▸ Problems to solve
1) According to the Kenaz custom provider page, which API must an endpoint speak for Kenaz to connect to it?
2) Reproduce the Kenaz custom provider page from "What you need" up to and including "provider → Custom.".
3) Resume the Kenaz custom provider page right after its last line.

▸ Provided text
= = = =

Skip to main content

Custom (OpenAI-compatible)

Point Kenaz at any endpoint that speaks the OpenAI Chat Completions API. Useful for self-hosted inference servers, enterprise gateways, and providers that don't have a first-class adapter yet.

Common scenarios

  • Self-hosted vLLM in your own datacenter
  • LiteLLM proxy in front of one or more upstream providers
  • Enterprise inference gateway (Together AI, Anyscale, Fireworks, Groq, Cerebras, etc.) — most expose an OpenAI-compatible endpoint
  • A model not yet supported by a first-class adapter — if it speaks OpenAI, Kenaz can talk to it
  • Local-but-not-Ollama — llama.cpp's --api-server, LM Studio, Text Generation WebUI, etc.

What you need

  • An HTTPS endpoint URL for the chat completions API
  • (Optional) an API key or bearer token, depending on whether the endpoint requires auth
  • A model identifier the endpoint will accept

Steps

  1. Providers → Add provider → Custom.

= = = =

▸ Information shown

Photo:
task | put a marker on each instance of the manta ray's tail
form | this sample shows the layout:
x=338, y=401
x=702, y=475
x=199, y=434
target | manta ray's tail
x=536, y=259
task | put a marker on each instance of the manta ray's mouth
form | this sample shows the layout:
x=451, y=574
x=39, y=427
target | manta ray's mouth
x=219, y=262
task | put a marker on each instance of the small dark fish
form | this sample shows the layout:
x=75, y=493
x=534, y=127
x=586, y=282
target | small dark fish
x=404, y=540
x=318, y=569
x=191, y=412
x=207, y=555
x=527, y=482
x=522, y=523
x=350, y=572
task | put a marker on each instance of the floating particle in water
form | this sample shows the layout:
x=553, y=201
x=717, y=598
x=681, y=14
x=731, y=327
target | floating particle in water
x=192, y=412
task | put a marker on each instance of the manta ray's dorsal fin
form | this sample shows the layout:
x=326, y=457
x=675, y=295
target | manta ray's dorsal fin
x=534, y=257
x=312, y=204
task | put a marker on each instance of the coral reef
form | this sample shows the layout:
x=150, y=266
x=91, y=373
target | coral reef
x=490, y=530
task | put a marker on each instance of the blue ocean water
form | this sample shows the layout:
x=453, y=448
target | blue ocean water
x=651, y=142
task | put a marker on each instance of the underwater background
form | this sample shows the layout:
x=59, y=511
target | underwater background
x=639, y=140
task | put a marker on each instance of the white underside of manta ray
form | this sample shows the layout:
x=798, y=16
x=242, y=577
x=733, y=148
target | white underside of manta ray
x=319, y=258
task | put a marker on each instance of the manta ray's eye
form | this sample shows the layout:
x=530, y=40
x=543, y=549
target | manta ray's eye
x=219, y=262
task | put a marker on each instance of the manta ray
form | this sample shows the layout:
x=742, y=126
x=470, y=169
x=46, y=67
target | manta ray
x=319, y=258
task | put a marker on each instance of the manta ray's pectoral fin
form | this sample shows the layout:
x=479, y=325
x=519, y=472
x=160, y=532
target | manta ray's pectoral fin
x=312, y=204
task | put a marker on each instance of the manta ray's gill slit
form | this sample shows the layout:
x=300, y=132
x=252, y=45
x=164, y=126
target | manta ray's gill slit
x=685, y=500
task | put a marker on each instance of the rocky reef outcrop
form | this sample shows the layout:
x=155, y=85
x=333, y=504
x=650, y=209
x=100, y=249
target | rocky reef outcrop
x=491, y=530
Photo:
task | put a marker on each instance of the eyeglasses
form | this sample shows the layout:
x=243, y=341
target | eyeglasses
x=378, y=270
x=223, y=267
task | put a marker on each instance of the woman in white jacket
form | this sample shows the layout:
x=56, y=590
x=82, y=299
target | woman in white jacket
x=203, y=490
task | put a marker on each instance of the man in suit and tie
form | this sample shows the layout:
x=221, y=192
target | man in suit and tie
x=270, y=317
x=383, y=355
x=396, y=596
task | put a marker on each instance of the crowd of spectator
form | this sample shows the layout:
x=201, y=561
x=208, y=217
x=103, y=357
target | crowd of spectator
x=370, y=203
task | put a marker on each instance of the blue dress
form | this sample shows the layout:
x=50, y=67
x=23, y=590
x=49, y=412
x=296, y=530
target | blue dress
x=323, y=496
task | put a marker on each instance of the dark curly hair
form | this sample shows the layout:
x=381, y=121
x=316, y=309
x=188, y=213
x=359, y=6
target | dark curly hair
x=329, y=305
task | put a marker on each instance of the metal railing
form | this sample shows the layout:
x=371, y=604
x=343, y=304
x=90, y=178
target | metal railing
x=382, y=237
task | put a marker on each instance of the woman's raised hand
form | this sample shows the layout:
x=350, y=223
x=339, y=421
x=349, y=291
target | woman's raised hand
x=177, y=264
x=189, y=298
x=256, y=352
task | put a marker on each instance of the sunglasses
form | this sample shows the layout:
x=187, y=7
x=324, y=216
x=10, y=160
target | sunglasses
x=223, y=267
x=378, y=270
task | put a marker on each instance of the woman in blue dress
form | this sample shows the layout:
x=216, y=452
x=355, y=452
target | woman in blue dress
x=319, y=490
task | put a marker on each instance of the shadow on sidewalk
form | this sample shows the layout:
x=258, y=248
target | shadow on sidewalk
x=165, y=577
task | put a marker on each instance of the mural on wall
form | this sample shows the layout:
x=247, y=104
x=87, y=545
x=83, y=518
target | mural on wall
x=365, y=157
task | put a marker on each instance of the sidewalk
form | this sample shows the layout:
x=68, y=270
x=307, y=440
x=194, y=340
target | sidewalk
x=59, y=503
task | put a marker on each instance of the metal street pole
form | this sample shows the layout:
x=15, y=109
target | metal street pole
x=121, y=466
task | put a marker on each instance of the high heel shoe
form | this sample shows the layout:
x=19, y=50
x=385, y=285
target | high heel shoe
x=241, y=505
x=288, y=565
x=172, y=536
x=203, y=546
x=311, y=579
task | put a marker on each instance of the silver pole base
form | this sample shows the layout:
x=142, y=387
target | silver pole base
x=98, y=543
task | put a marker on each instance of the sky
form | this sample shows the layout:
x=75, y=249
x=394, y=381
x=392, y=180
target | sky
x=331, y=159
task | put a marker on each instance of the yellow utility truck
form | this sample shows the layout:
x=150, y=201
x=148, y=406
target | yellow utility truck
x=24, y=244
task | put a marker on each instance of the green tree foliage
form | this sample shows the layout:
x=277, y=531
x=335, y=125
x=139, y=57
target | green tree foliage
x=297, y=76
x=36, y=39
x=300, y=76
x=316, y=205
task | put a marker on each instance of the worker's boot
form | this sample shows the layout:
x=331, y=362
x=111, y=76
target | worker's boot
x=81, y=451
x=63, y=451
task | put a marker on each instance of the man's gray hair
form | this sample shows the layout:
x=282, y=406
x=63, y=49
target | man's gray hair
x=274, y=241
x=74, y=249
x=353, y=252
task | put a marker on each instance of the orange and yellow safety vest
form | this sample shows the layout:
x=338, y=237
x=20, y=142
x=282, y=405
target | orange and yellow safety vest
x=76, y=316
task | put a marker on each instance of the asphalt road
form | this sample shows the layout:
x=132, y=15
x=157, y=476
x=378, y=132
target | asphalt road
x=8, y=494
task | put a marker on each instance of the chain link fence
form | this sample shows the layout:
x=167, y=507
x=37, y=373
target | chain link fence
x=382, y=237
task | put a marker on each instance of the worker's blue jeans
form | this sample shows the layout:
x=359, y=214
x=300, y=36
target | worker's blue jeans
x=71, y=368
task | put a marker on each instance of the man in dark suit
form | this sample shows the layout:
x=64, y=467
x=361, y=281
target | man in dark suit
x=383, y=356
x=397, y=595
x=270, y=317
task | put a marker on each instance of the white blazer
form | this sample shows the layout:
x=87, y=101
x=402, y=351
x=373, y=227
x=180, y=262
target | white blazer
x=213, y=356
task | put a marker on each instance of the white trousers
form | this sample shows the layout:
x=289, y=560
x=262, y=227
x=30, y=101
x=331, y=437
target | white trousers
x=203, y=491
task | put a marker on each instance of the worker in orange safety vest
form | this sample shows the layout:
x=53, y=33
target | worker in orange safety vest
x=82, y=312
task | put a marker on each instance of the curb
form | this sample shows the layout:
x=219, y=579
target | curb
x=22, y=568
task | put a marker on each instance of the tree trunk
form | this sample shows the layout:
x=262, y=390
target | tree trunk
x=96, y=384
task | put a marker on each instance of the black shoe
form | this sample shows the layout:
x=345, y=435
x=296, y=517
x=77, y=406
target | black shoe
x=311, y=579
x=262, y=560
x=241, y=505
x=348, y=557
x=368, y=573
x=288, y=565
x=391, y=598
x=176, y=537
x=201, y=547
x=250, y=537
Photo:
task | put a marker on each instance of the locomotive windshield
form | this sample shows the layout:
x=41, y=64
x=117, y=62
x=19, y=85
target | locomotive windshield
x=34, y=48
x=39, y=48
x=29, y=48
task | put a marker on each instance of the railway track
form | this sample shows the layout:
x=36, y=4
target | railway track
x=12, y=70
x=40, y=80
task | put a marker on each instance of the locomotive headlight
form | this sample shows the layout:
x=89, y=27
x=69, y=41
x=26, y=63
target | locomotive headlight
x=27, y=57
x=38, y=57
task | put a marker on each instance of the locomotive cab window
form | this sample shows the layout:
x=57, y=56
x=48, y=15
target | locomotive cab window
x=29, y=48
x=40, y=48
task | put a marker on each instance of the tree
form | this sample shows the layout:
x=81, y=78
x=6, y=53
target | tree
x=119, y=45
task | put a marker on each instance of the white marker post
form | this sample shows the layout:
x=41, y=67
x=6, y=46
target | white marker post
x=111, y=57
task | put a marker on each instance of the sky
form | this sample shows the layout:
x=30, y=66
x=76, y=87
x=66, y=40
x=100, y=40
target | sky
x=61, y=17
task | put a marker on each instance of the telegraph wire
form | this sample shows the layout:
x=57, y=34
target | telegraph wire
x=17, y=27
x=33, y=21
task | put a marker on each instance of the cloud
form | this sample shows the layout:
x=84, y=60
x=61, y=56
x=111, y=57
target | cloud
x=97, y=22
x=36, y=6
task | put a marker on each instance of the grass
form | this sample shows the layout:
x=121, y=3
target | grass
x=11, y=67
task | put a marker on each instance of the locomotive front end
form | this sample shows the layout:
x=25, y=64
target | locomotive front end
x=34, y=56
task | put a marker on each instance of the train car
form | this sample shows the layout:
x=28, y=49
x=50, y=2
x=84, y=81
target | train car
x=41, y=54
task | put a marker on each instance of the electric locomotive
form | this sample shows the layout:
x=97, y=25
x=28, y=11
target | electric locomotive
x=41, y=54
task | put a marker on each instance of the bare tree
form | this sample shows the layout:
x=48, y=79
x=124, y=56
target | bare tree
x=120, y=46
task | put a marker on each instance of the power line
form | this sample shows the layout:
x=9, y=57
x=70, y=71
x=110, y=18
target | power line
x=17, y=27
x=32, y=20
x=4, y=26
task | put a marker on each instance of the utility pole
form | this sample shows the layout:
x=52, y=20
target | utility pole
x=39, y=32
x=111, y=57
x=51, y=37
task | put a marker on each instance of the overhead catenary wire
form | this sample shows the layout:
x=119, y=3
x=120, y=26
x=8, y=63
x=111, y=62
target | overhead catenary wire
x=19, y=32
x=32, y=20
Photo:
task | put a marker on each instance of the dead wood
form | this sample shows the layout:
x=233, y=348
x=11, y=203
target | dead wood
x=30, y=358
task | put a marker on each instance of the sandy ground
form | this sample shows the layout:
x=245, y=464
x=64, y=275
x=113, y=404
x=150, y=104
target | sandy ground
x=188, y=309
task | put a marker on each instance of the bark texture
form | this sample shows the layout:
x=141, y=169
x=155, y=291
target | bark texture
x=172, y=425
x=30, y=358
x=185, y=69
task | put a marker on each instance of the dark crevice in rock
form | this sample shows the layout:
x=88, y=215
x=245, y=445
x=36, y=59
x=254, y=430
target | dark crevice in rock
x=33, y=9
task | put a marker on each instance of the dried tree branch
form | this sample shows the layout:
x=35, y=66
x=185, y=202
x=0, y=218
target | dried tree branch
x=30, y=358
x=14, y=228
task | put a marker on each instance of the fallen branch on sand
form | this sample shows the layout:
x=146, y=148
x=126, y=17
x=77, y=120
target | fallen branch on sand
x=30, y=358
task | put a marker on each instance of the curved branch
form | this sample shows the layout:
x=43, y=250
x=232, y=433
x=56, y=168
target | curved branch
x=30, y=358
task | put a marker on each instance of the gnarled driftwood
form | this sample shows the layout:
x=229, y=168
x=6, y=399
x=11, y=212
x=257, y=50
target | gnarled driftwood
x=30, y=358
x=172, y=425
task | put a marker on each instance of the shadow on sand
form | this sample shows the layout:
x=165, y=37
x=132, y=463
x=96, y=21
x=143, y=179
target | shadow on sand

= = = =

▸ Task answers
1) The OpenAI Chat Completions API.

2)
What you need

  • An HTTPS endpoint URL for the chat completions API
  • (Optional) an API key or bearer token, depending on whether the endpoint requires auth
  • A model identifier the endpoint will accept

Steps

  1. Providers → Add provider → Custom.

3)
  2. Endpoint: the base URL up to and including /v1. Examples:
    • vLLM: https://vllm.your-corp.example/v1
    • LiteLLM: https://litellm.your-corp.example/v1
    • Together AI: https://api.together.xyz/v1
    • Groq: https://api.groq.com/openai/v1
    • LM Studio: http://localhost:1234/v1
  3. API key: paste if required, leave blank if not.
  4. Model: the model identifier the endpoint expects. Custom providers don't auto-discover; type the exact ID (e.g. meta-llama/Meta-Llama-3.1-70B-Instruct).
  5. Capabilities: Kenaz can't read capability hints from a custom endpoint — toggle Vision / Tool Use / etc. manually based on what the model and serving stack support.
  6. Test → Save.

Notes by provider

vLLM (self-hosted)

vLLM's OpenAI-compatible server: docs.vllm.ai/en/latest/serving/openai_compatible_server.html. Tool use works on vLLM ≥ 0.6 with --enable-auto-tool-choice and an appropriate parser flag for the model.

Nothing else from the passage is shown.